> Enunciado:
Repite literalmente las líneas de los registros desde la que contiene "roof and record integer pixel coordinates." hasta el final de los registros, con ambos extremos incluidos.

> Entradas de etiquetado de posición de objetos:
========================================

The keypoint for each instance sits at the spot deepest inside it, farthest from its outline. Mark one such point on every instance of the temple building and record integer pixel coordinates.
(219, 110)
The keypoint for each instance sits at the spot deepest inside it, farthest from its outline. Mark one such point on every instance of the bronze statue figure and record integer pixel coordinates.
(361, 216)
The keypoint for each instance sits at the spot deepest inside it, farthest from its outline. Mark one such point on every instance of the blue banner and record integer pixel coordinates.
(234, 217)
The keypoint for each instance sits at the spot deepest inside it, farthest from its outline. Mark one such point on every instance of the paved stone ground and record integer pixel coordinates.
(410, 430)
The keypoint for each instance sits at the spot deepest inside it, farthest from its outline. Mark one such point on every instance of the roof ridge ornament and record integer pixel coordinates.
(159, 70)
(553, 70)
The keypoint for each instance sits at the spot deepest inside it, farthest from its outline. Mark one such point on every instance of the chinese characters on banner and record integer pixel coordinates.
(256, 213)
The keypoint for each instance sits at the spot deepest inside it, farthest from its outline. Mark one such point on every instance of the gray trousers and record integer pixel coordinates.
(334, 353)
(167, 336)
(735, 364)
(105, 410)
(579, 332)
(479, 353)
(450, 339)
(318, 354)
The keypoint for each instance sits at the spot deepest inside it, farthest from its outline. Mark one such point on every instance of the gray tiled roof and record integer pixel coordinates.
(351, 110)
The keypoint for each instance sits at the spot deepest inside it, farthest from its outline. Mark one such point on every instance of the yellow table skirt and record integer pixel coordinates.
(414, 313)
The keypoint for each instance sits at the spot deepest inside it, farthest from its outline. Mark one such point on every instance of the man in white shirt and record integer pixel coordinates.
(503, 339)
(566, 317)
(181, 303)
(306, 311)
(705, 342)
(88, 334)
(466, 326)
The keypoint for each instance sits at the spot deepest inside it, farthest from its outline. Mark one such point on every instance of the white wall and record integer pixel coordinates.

========================================

> Resultado:
The keypoint for each instance sits at the spot deepest inside it, farthest from its outline. Mark one such point on every instance of the gray tiled roof and record integer pixel coordinates.
(351, 110)
The keypoint for each instance sits at the spot deepest inside it, farthest from its outline. Mark one such point on every instance of the yellow table skirt and record integer pixel coordinates.
(414, 313)
The keypoint for each instance sits at the spot deepest inside it, farthest from its outline. Mark one such point on every instance of the man in white shirt and record integer pixel coordinates.
(503, 339)
(566, 317)
(181, 303)
(306, 311)
(705, 342)
(88, 334)
(466, 326)
The keypoint for each instance sits at the spot deepest inside it, farthest from its outline. Mark one such point on every instance of the white wall and record integer pixel coordinates.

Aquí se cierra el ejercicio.